Si les citoyens savaient ... Le Parlement européen (PE) a de plus en plus de poids et de responsabilités dans l'élaboration et l'approbation de la législation communautaire. Dans la perspective de sa prochaine élection, il faudrait attirer l'attention du public sur cet aspect au moins que sur les batailles doctrinaires. Les doctrines, les gens les connaissent. Chaque électeur sait à peu près ce que signifie voter à gauche plutôt qu'à droite, pour les souverainistes ou pour les fédéralistes. Si les citoyens ne sont pas passionnés par les élections européennes, c'est parce qu'ils ne voient pas ce que fait le PE, quels sont en fait ses pouvoirs. Ils ignorent à quel point le PE influence, par ses votes et ses délibérations, leur vie de tous les jours.
On parle de progrès de l'Europe intergouvernementale, dans laquelle seuls les Etats ont vraiment du poids, alors que la plupart des décisions sont déjà prises en codécision entre le PE et le Conseil et que ce régime se développera encore avec le traité de Lisbonne. Ce n'est pas de la théorie, c'est la vie de tous les jours. Les opinions publiques sont restées en grande partie à l'époque où pour elles les décisions étaient prises par les « institutions de Bruxelles », pas mieux définies. Et le Parlement faisait surtout du bavardage. A Bruxelles, on a décidé que ... Cette formule subsiste, dans la presse et ailleurs, et pour les citoyens le mot Bruxelles signifie quelque chose d'éloigné, les bureaucrates bruxellois étant encore plus insaisissables et abstraits que les bureaucraties nationales. Il y a certes du vrai dans cette sensation, mais de moins en moins ; et c'est une image que l'on devrait s'efforcer de modifier ; les élections européennes devraient représenter une occasion pour commencer à le faire, si elles sont correctement présentées.
Le Parlement européen décide presque autant que le Conseil européen. Les considérations qui précèdent peuvent donner l'impression d'un exposé théorique. Essayons alors de les lier à des évènements d'actualité.
_ _ _ _
▶ [CONSIGNES]:
- A) Indiquez si chacune des affirmations suivantes concorde avec l'extrait sur le Parlement européen, en répondant par oui ou non et en citant les mots décisifs du texte : (i) la plupart des décisions sont déjà prises en codécision entre le PE et le Conseil ; (ii) les électeurs ignorent ce que signifie voter à gauche plutôt qu'à droite ; (iii) pour les citoyens, le mot Bruxelles évoque quelque chose de proche.
- B) Veuillez modifier les lignes des entrées comprises entre celle qui contient « Can you find the light blue » et la fin des entrées, bornes incluses. Remplacez « smartphone screen » par « mobile phone screen » sans rien changer d'autre, puis redonnez uniquement ces lignes.

Entrées enregistrées
_ _ _ _
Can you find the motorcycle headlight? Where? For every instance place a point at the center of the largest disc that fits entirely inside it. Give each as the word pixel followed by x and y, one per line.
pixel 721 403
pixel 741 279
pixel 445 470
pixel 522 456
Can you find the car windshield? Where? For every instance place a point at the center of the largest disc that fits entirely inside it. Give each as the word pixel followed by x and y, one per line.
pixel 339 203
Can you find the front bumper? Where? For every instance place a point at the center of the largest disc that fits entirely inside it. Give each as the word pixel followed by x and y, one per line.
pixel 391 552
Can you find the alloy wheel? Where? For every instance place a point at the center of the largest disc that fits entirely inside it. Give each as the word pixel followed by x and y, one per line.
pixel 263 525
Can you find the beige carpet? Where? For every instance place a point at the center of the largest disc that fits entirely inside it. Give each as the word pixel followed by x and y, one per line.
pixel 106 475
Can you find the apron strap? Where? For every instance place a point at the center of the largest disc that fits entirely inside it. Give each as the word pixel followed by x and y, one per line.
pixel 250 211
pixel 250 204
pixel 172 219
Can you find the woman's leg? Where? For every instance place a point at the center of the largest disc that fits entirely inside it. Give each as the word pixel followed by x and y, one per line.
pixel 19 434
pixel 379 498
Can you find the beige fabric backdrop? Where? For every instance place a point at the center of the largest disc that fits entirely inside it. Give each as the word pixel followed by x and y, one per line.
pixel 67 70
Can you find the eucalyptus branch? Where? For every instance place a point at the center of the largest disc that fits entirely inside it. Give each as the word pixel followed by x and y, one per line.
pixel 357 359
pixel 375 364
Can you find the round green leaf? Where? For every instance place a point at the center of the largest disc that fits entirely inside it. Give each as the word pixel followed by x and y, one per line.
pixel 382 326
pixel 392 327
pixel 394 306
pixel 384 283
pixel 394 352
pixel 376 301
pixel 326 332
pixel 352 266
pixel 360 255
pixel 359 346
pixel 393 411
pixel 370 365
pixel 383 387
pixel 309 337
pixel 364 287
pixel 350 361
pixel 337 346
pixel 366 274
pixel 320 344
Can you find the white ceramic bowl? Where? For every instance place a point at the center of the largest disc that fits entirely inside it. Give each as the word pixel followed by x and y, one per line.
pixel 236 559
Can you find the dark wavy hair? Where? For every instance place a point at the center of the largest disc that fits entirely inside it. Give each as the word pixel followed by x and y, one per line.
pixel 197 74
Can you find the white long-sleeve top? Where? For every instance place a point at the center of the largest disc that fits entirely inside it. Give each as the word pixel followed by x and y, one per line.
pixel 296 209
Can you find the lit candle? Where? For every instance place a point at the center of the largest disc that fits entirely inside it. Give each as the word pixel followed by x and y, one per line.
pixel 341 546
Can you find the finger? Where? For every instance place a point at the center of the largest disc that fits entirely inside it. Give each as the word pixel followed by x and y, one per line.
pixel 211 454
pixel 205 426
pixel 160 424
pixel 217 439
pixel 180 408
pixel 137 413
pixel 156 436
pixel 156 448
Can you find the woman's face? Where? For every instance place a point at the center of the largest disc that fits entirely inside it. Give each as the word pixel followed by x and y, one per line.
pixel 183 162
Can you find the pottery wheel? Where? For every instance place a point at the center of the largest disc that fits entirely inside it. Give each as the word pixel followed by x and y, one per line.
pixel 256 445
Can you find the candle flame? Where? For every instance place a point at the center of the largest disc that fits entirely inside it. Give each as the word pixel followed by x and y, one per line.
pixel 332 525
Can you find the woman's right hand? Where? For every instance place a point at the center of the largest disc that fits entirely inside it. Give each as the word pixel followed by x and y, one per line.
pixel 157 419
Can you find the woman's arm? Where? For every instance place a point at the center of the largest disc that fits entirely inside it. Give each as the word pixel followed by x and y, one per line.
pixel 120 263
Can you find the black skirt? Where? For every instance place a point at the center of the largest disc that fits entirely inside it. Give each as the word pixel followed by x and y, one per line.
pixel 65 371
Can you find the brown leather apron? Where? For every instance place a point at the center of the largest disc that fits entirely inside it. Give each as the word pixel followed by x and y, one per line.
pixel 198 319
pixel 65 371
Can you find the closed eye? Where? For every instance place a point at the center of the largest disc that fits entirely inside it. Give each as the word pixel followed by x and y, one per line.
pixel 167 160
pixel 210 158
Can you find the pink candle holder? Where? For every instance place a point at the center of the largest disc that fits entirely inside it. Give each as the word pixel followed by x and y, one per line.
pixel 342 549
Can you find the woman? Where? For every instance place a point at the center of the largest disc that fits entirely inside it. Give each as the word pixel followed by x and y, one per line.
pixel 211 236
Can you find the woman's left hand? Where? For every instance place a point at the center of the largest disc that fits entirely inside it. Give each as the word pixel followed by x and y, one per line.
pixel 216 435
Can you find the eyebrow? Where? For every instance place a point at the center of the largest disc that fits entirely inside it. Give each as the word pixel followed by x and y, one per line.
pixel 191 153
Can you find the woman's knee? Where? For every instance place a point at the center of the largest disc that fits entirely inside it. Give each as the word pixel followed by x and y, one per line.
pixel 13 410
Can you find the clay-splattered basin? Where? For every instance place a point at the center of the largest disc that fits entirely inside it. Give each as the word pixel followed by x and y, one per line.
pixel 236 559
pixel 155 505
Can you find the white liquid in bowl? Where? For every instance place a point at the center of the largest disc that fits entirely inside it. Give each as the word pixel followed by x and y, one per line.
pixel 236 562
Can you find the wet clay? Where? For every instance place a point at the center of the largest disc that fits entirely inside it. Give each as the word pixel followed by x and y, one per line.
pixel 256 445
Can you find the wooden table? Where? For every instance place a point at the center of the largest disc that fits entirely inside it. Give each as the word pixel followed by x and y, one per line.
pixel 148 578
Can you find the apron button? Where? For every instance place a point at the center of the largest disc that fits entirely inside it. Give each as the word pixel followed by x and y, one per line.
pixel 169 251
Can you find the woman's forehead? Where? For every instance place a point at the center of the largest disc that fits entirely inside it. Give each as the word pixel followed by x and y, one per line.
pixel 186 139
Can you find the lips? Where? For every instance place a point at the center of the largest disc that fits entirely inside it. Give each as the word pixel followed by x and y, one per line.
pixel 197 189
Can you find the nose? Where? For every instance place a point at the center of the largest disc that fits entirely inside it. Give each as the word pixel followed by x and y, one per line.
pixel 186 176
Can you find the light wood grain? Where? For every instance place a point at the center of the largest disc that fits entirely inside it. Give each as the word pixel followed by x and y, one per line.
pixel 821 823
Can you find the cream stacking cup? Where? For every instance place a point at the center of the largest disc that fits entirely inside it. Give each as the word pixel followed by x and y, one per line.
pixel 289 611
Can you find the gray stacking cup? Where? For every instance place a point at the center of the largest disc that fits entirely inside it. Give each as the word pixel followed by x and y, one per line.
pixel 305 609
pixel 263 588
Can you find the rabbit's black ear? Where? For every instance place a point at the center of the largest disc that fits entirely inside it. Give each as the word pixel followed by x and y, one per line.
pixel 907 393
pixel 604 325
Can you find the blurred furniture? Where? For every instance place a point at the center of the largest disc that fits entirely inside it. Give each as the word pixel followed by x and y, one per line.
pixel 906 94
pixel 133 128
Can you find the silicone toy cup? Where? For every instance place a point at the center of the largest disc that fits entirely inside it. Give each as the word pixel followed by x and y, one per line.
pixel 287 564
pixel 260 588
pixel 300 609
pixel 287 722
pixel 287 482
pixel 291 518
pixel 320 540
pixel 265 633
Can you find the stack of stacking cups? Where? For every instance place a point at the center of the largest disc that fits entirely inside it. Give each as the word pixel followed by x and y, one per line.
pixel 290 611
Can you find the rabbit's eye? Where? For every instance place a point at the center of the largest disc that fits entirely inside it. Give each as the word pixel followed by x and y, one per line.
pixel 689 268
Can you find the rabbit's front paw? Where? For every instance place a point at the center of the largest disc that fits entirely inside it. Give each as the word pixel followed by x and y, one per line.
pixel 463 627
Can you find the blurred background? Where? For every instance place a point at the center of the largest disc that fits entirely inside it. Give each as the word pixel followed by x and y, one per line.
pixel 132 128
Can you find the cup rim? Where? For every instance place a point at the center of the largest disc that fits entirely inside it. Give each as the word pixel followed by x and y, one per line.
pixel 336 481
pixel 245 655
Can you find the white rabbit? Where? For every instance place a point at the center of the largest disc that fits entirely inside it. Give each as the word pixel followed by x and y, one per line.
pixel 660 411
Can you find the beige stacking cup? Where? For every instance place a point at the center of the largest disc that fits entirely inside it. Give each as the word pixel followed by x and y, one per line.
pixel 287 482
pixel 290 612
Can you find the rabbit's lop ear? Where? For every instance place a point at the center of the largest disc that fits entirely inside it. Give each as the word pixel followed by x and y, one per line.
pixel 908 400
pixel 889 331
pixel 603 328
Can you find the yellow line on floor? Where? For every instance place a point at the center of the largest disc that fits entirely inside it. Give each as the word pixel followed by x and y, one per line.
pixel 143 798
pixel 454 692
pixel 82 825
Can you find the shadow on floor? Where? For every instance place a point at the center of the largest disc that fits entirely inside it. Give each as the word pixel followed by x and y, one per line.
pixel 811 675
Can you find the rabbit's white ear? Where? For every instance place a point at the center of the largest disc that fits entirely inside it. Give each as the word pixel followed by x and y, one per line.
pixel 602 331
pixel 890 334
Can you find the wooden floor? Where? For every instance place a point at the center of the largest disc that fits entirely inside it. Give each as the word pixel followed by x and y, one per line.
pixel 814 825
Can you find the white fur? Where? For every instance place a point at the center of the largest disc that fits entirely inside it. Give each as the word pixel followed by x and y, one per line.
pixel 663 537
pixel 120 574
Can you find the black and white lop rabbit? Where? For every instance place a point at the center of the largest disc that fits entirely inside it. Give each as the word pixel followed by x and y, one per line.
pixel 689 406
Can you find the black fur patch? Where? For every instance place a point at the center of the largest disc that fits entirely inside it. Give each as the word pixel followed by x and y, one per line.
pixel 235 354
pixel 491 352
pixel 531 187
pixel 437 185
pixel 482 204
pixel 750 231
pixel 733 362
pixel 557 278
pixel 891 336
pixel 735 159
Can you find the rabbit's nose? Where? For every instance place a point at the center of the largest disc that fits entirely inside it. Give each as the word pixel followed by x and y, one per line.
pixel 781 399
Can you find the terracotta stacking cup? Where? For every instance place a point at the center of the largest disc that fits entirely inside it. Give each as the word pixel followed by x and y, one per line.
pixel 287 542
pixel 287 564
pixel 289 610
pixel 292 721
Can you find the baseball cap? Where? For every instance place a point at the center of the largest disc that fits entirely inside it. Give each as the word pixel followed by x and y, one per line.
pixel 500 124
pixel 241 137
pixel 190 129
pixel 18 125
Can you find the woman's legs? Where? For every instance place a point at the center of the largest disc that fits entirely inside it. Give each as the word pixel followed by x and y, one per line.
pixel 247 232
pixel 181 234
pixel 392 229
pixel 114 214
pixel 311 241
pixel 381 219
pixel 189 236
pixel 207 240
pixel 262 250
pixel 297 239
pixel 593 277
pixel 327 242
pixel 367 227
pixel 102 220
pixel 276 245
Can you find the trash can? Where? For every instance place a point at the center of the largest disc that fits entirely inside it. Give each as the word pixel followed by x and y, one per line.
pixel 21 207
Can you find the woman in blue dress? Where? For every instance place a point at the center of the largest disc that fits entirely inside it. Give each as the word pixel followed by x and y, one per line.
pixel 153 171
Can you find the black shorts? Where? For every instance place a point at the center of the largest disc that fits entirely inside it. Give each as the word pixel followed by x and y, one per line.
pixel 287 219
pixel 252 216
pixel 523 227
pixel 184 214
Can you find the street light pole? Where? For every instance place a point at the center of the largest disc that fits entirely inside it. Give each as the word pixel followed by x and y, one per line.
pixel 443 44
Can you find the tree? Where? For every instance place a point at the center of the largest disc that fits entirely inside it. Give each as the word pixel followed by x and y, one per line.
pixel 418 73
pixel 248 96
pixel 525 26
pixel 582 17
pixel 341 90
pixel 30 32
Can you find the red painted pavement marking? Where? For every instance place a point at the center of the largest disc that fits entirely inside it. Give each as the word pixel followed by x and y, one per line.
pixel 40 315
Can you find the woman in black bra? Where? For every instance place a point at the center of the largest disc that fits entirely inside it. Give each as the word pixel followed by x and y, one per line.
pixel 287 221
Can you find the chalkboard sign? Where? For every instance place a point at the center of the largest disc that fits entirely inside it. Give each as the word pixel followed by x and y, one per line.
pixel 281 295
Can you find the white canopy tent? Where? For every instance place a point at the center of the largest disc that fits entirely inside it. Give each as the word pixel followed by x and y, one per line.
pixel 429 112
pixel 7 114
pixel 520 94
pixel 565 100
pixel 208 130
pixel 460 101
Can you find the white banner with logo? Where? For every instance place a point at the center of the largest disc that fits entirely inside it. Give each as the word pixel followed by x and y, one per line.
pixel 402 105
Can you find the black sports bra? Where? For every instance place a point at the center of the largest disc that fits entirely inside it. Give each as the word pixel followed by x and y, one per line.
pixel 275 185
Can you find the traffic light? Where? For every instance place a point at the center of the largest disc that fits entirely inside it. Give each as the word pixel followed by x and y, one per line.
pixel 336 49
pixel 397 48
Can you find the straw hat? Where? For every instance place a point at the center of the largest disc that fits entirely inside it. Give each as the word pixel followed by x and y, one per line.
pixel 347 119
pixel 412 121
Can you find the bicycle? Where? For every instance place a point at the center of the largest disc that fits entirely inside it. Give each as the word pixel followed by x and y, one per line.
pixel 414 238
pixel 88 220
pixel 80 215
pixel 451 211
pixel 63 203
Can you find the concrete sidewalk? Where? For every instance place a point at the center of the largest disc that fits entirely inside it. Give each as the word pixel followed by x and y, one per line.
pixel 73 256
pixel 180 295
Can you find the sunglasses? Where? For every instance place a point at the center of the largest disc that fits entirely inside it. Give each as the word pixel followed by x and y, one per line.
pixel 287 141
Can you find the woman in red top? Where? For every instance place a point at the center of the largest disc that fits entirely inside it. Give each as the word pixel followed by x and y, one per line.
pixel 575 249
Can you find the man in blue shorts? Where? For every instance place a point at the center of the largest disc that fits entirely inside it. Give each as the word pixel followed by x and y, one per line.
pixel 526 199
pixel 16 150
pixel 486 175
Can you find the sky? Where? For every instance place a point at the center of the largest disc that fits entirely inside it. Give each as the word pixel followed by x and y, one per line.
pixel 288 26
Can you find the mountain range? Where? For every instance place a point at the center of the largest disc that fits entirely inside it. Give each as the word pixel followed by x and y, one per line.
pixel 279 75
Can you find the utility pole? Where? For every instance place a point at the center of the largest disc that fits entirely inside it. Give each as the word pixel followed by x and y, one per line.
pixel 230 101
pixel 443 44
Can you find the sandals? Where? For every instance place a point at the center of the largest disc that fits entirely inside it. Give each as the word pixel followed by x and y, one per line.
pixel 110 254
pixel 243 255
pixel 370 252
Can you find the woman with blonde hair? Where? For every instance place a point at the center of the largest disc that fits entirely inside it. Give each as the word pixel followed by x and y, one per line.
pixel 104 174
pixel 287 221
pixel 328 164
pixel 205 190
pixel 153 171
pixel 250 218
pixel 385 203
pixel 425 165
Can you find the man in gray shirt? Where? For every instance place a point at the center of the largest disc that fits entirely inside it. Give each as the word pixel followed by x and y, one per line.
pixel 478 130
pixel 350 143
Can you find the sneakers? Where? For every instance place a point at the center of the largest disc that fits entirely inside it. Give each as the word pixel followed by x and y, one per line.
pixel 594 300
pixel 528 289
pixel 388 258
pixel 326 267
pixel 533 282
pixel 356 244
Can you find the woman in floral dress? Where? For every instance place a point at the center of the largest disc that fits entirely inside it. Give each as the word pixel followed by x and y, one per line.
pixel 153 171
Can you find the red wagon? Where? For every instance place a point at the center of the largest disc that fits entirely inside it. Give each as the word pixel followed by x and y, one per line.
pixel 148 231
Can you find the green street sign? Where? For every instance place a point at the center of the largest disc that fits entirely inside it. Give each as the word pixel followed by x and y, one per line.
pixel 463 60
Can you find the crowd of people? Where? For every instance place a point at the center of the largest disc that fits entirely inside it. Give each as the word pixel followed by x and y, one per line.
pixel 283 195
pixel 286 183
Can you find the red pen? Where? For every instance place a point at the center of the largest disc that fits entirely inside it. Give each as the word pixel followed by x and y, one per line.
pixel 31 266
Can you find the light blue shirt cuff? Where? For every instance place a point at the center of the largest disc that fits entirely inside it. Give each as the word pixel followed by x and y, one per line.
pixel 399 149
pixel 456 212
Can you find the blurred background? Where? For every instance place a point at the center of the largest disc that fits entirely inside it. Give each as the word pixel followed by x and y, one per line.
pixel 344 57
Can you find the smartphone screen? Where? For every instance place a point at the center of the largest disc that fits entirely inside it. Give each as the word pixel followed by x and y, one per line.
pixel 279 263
_ _ _ _
▶ [RÉPONSES]:
- A)
(i) Oui : « la plupart des décisions sont déjà prises en codécision entre le PE et le Conseil »
(ii) Non : « Chaque électeur sait à peu près ce que signifie voter à gauche plutôt qu'à droite »
(iii) Non : « pour les citoyens le mot Bruxelles signifie quelque chose d'éloigné »

- B)
Can you find the light blue shirt cuff? Where? For every instance place a point at the center of the largest disc that fits entirely inside it. Give each as the word pixel followed by x and y, one per line.
pixel 399 149
pixel 456 212
Can you find the blurred background? Where? For every instance place a point at the center of the largest disc that fits entirely inside it. Give each as the word pixel followed by x and y, one per line.
pixel 344 57
Can you find the mobile phone screen? Where? For every instance place a point at the center of the largest disc that fits entirely inside it. Give each as the word pixel followed by x and y, one per line.
pixel 279 263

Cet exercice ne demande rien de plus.